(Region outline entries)
....

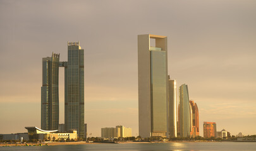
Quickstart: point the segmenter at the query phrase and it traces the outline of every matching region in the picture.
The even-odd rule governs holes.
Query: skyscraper
[[[177,137],[176,81],[169,79],[169,137]]]
[[[59,54],[42,59],[41,87],[41,128],[56,130],[59,128]]]
[[[180,87],[179,126],[181,137],[190,137],[192,131],[192,109],[189,103],[188,86],[183,84]]]
[[[216,123],[204,121],[204,137],[217,137]]]
[[[83,49],[80,43],[68,42],[68,62],[65,68],[65,130],[75,129],[84,138],[84,66]]]
[[[155,40],[155,47],[150,39]],[[166,136],[167,52],[166,36],[138,36],[138,125],[142,137]]]
[[[199,136],[199,113],[197,103],[194,101],[190,101],[191,108],[192,109],[192,115],[191,120],[192,120],[191,136],[195,137]]]

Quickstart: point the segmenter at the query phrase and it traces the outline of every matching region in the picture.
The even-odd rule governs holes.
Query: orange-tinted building
[[[194,101],[190,101],[192,114],[191,115],[192,120],[192,131],[190,136],[195,137],[199,136],[199,113],[197,103]]]
[[[217,137],[216,123],[204,121],[204,137]]]

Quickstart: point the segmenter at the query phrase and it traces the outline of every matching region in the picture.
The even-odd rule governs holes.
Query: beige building
[[[30,140],[77,140],[77,131],[72,130],[70,132],[58,132],[58,130],[46,131],[35,126],[25,127],[28,130]]]
[[[228,138],[228,131],[224,129],[220,131],[217,131],[217,137]]]
[[[131,137],[131,128],[124,126],[116,126],[116,128],[102,128],[102,138],[130,137]]]
[[[169,131],[167,60],[167,36],[138,35],[138,132],[143,138]]]

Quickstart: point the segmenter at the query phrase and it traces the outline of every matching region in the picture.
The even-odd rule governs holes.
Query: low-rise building
[[[25,127],[28,130],[30,140],[77,140],[77,131],[70,132],[59,132],[58,130],[46,131],[35,126]]]
[[[28,133],[19,133],[11,134],[1,134],[0,140],[28,140]]]
[[[102,128],[102,138],[130,137],[131,137],[131,128],[124,126],[116,126],[116,128]]]

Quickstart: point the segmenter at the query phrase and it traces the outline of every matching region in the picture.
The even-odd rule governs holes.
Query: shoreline
[[[0,147],[20,147],[20,146],[57,146],[57,145],[86,145],[86,144],[128,144],[128,143],[217,143],[222,142],[210,142],[210,141],[168,141],[168,142],[49,142],[43,143],[12,143],[12,144],[0,144]]]

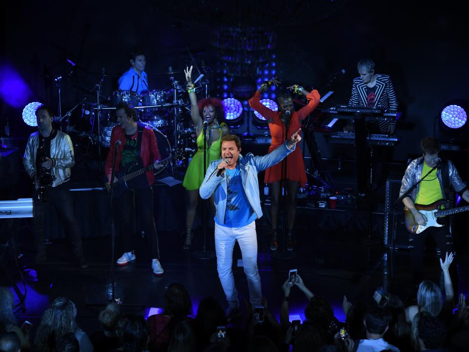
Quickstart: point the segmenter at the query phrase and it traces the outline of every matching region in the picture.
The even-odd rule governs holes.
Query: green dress
[[[220,159],[220,153],[221,149],[221,129],[220,130],[220,138],[217,140],[213,142],[210,148],[207,151],[207,165],[206,168],[209,167],[209,164],[214,160],[218,160]],[[208,142],[208,141],[207,141]],[[199,136],[197,137],[197,152],[192,157],[191,163],[187,168],[187,171],[186,172],[186,176],[184,176],[184,180],[182,182],[182,185],[184,186],[188,191],[192,191],[193,190],[198,189],[200,188],[200,185],[204,180],[204,176],[205,175],[205,170],[204,170],[204,133],[201,133]]]

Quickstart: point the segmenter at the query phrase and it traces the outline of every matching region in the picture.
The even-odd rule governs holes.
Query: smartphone
[[[23,333],[23,335],[26,336],[29,333],[29,330],[32,327],[33,324],[32,323],[28,322],[27,320],[25,320],[23,325],[21,326],[21,332]]]
[[[293,285],[297,281],[297,274],[298,270],[297,269],[292,269],[288,272],[288,282]]]
[[[264,307],[262,306],[255,306],[254,318],[259,323],[264,322]]]
[[[293,328],[293,334],[297,332],[298,327],[301,325],[301,320],[293,320],[292,321],[292,327]]]
[[[224,325],[219,325],[216,327],[216,338],[221,340],[226,337],[226,327]]]

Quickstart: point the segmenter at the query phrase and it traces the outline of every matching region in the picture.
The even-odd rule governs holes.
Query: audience
[[[34,343],[42,352],[53,352],[57,342],[68,332],[75,334],[81,352],[92,352],[93,345],[86,334],[77,325],[77,308],[68,298],[57,298],[43,315]]]
[[[107,352],[120,346],[119,338],[119,322],[121,311],[115,303],[110,303],[102,310],[98,317],[103,330],[94,332],[89,339],[96,351]]]

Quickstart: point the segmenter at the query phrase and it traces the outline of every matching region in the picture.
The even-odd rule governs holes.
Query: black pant
[[[133,241],[133,216],[135,210],[141,220],[152,258],[159,259],[158,234],[153,217],[153,190],[149,187],[126,191],[113,200],[114,221],[119,226],[123,238],[124,251],[131,252],[134,247]],[[137,228],[139,226],[138,226]]]
[[[33,234],[36,255],[45,258],[45,245],[44,244],[44,221],[49,212],[49,206],[55,209],[65,229],[67,236],[72,242],[72,251],[76,258],[83,255],[82,238],[78,223],[73,211],[73,203],[68,185],[63,183],[47,190],[47,202],[38,199],[37,192],[33,190],[34,199],[34,217],[33,218]]]
[[[449,227],[445,225],[442,227],[428,227],[423,232],[411,236],[410,244],[414,246],[412,250],[412,273],[414,284],[418,285],[424,279],[424,248],[428,236],[431,236],[436,242],[440,249],[440,255],[445,260],[446,252],[453,251],[453,241],[449,233]],[[454,277],[456,264],[453,262],[451,265],[450,273],[453,284],[457,280],[457,276]]]

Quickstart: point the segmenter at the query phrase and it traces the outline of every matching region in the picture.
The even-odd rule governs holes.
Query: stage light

....

WRITTEN EXERCISE>
Lay out every line of the records above as a Markdown table with the columns "No." and "Line," numbering the rows and skipping blank lines. Leave the pictures out.

SOLUTION BELOW>
| No. | Line |
|---|---|
| 1 | Quickstart: point the segmenter at the query phrase and it traces the outline of every matching region in the picture. |
| 2 | The even-odd rule governs holes. |
| 3 | Query: skyscraper |
| 4 | [[[177,137],[176,81],[169,79],[169,137]]] |
| 5 | [[[59,54],[42,59],[41,87],[41,128],[56,130],[59,128]]] |
| 6 | [[[180,87],[179,126],[181,137],[190,137],[192,131],[192,109],[189,103],[188,86],[183,84]]] |
| 7 | [[[216,123],[204,121],[204,137],[217,137]]] |
| 8 | [[[83,49],[80,43],[68,42],[68,62],[65,68],[65,130],[75,129],[84,138],[84,66]]] |
| 9 | [[[155,40],[155,47],[150,39]],[[166,136],[167,52],[166,36],[138,36],[138,125],[142,137]]] |
| 10 | [[[199,136],[199,113],[197,103],[194,101],[190,101],[191,108],[192,109],[192,115],[191,120],[192,120],[191,136],[195,137]]] |
| 11 | Quickstart: point the segmenter at the query phrase and it traces the outline of every matching region in the picture. |
| 12 | The even-odd rule governs holes. |
| 13 | Query: orange-tinted building |
| 14 | [[[194,101],[190,101],[192,114],[191,115],[192,120],[192,131],[190,136],[195,137],[199,136],[199,113],[197,103]]] |
| 15 | [[[217,137],[216,123],[204,121],[204,137]]] |
| 16 | Quickstart: point the segmenter at the query phrase and it traces the outline of every matching region in the picture. |
| 17 | The even-odd rule governs holes. |
| 18 | Query: beige building |
| 19 | [[[30,140],[77,140],[77,131],[72,130],[70,132],[58,132],[58,130],[46,131],[35,126],[25,127],[28,130]]] |
| 20 | [[[228,138],[228,131],[224,129],[220,131],[217,131],[217,137]]] |
| 21 | [[[131,137],[131,128],[124,126],[116,126],[116,128],[102,128],[102,138],[130,137]]] |
| 22 | [[[169,131],[167,60],[167,36],[138,35],[138,132],[143,138]]] |
| 23 | Quickstart: point the segmenter at the query phrase and it traces the outline of every matching region in the picture. |
| 24 | The even-odd rule governs holes. |
| 25 | Query: low-rise building |
| 26 | [[[25,127],[28,130],[30,140],[77,140],[77,131],[70,132],[59,132],[58,130],[46,131],[35,126]]] |
| 27 | [[[28,133],[19,133],[11,134],[1,134],[0,140],[28,140]]] |
| 28 | [[[102,128],[102,138],[130,137],[131,137],[131,128],[124,126],[116,126],[116,128]]] |
| 29 | Quickstart: point the segmenter at the query phrase and it traces the outline of every matching region in the picture. |
| 30 | The even-odd rule governs holes. |
| 31 | Query: shoreline |
| 32 | [[[0,147],[20,147],[20,146],[57,146],[57,145],[86,145],[86,144],[128,144],[128,143],[217,143],[222,142],[210,142],[210,141],[168,141],[168,142],[49,142],[43,143],[12,143],[12,144],[0,144]]] |
| 33 | Quickstart: point the segmenter at the query phrase and it traces the outline of every matching region in the picture. |
| 34 | The even-odd rule governs holes. |
| 35 | Query: green dress |
| 36 | [[[220,159],[220,153],[221,149],[221,129],[220,130],[220,138],[217,140],[213,142],[210,148],[207,151],[207,165],[206,168],[209,167],[209,164],[214,160],[218,160]],[[208,142],[208,141],[207,141]],[[199,136],[197,137],[197,152],[192,157],[191,163],[187,168],[187,171],[186,172],[186,176],[184,176],[184,180],[182,182],[182,185],[184,186],[188,191],[192,191],[193,190],[198,189],[200,188],[200,185],[204,180],[204,176],[205,175],[205,170],[204,170],[204,133],[201,133]]] |
| 37 | Quickstart: point the segmenter at the query phrase and it traces the outline of every matching region in the picture. |
| 38 | The even-odd rule governs holes. |
| 39 | Query: smartphone |
| 40 | [[[23,333],[23,335],[26,336],[29,333],[29,330],[32,327],[33,324],[32,323],[28,322],[27,320],[25,320],[23,325],[21,326],[21,332]]] |
| 41 | [[[293,285],[297,281],[297,274],[298,270],[297,269],[292,269],[288,272],[288,282]]] |
| 42 | [[[264,307],[262,306],[255,306],[254,318],[259,323],[264,322]]] |
| 43 | [[[293,328],[293,334],[297,332],[298,327],[301,325],[301,320],[293,320],[292,321],[292,327]]] |
| 44 | [[[224,325],[219,325],[216,327],[216,338],[221,340],[226,337],[226,327]]] |
| 45 | Quickstart: point the segmenter at the query phrase and it traces the outline of every matching region in the picture. |
| 46 | The even-odd rule governs holes. |
| 47 | Query: audience |
| 48 | [[[34,343],[42,352],[53,352],[57,342],[68,332],[75,334],[81,352],[92,352],[93,345],[86,334],[77,325],[77,308],[68,298],[57,298],[43,315]]] |
| 49 | [[[107,352],[120,346],[119,338],[119,322],[121,311],[115,303],[110,303],[102,310],[98,317],[103,330],[94,332],[89,339],[96,351]]] |
| 50 | Quickstart: point the segmenter at the query phrase and it traces the outline of every matching region in the picture. |
| 51 | The even-odd rule governs holes. |
| 52 | Query: black pant |
| 53 | [[[133,241],[133,216],[135,210],[141,220],[152,258],[159,259],[158,234],[153,217],[153,190],[149,187],[126,191],[113,200],[114,221],[119,226],[123,238],[124,251],[131,252],[134,247]],[[137,228],[139,226],[138,226]]] |
| 54 | [[[33,234],[36,255],[45,258],[45,245],[44,244],[44,221],[49,212],[49,206],[55,209],[65,229],[67,236],[72,242],[72,251],[76,258],[83,255],[82,238],[78,223],[73,211],[73,203],[68,185],[63,183],[47,190],[47,202],[38,199],[37,192],[33,190],[34,199],[34,217],[33,218]]] |
| 55 | [[[449,227],[445,225],[442,227],[428,227],[423,232],[411,236],[410,244],[414,246],[412,250],[412,273],[414,284],[418,285],[424,279],[424,248],[428,236],[431,236],[436,242],[440,249],[440,255],[445,260],[446,252],[453,251],[453,241],[449,233]],[[454,277],[456,264],[453,262],[451,265],[450,273],[453,284],[457,280],[457,276]]] |
| 56 | Quickstart: point the segmenter at the query phrase and it traces the outline of every matching region in the picture. |
| 57 | The even-odd rule governs holes. |
| 58 | Query: stage light |